■ **Work order 1**: Print the passage of the article on science and sexuality that begins with the words "Study: Science Doesn’t" and ends after the words "The New Atlantis.".
■ **Work order 2**:
Answer these questions using the article on science and sexuality:
(a) According to the 2015 Gallup poll, what share of people in the United States believe gays and lesbians are born that way?
(b) How many peer-reviewed studies did Lawrence Mayer and Paul McHugh examine?
(c) In which issue of which journal does their review appear?
■ **Work order 3**: Go on with the article on science and sexuality, starting after its final sentence.

Study: Science Doesn’t Back Popular Views of Sexuality
Julie Borg | WORLD News Service Over half the people in the United States believe gays and lesbians are born that way, according to a 2015 Gallup poll. It can be professionally dangerous to believe otherwise, as former presidential hopeful Dr. Ben Carson discovered last year when he said homosexuality was a choice and was later pressured into apologizing.
But, Lawrence Mayer, a biostatistician, and Paul McHugh, a psychiatrist, both from Johns Hopkins University department of psychiatry, examined over 200 leading, peer-reviewed studies from social science, psychology, and biology and found science does not support much of what the general public, politicians, and policy-makers believe about homosexuality. Their 143-page review appears in the fall 2016 issue of the journal The New Atlantis.

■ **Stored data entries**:
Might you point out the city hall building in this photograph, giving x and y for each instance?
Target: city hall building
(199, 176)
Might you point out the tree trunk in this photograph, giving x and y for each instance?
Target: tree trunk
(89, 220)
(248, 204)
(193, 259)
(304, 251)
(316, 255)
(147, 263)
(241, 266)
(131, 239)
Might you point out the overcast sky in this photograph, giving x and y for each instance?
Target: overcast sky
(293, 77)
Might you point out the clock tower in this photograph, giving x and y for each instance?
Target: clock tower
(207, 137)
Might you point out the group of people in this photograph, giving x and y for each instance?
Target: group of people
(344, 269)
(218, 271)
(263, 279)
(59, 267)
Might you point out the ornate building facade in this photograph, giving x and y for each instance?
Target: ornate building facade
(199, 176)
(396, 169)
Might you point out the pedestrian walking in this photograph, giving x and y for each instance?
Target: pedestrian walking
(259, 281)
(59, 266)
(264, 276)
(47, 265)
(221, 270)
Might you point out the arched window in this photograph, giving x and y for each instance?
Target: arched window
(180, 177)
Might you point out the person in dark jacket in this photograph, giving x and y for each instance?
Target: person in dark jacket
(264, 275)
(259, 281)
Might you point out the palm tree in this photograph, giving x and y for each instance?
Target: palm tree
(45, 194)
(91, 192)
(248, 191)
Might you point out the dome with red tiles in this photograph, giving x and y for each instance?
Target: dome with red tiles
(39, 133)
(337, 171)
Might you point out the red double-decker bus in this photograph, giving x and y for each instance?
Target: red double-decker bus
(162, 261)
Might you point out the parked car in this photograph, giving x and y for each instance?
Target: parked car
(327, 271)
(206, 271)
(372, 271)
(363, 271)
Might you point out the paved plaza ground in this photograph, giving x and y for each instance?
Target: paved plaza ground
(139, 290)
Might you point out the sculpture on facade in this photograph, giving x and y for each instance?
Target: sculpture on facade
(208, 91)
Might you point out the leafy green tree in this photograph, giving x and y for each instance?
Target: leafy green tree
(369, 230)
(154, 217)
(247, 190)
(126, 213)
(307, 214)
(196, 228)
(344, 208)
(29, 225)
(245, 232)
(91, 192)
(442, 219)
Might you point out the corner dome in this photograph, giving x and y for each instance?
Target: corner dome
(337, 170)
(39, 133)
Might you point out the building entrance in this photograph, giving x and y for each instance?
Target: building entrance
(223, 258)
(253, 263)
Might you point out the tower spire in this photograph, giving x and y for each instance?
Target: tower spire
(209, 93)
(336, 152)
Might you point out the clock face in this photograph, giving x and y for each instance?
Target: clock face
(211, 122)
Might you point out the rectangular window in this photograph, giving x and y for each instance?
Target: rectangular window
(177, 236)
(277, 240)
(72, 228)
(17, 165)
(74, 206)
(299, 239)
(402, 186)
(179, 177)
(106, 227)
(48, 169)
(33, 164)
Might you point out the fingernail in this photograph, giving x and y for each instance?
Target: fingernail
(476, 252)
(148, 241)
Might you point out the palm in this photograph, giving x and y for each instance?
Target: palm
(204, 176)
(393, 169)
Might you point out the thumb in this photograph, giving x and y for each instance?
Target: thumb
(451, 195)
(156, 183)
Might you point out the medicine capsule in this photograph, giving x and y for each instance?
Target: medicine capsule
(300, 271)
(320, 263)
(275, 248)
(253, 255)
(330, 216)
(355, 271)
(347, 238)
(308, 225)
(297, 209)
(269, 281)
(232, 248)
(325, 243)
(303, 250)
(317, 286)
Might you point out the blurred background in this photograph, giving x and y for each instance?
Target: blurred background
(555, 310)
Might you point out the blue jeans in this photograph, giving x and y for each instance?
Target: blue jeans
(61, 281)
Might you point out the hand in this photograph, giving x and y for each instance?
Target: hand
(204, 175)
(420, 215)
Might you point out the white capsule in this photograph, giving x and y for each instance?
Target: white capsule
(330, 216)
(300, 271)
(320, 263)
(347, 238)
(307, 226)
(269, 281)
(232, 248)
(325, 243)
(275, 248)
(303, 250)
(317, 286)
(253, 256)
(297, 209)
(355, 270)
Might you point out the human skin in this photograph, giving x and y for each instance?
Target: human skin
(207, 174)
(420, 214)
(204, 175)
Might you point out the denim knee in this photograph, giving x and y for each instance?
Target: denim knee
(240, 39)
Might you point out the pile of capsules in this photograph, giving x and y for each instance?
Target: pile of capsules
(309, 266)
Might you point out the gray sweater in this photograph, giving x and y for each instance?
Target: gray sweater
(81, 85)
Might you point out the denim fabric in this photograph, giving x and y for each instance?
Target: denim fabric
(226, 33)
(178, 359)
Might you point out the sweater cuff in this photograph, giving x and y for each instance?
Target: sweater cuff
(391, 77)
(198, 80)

■ **Output 1**:
Study: Science Doesn’t Back Popular Views of Sexuality
Julie Borg | WORLD News Service Over half the people in the United States believe gays and lesbians are born that way, according to a 2015 Gallup poll. It can be professionally dangerous to believe otherwise, as former presidential hopeful Dr. Ben Carson discovered last year when he said homosexuality was a choice and was later pressured into apologizing.
But, Lawrence Mayer, a biostatistician, and Paul McHugh, a psychiatrist, both from Johns Hopkins University department of psychiatry, examined over 200 leading, peer-reviewed studies from social science, psychology, and biology and found science does not support much of what the general public, politicians, and policy-makers believe about homosexuality. Their 143-page review appears in the fall 2016 issue of the journal The New Atlantis.

■ **Output 2**:
(a) Over half.
(b) Over 200.
(c) The fall 2016 issue of The New Atlantis.

■ **Output 3**:
Mayer and McHugh found no compelling evidence that sexual orientation was innate. Studies found some minor differences between the brain structure and functioning of heterosexual and homosexual people, but the findings shed no light on whether those differences were inborn or the result of environment and psychological factors. In other words, there was no scientific proof that people were born with same-sex attraction.
The researchers also found gay teens were not destined to a life of homosexuality. Longitudinal studies of adolescents showed sexual orientation often changed over time. One study found 80 percent of male adolescents who reported same-sex attractions no longer did so as adults.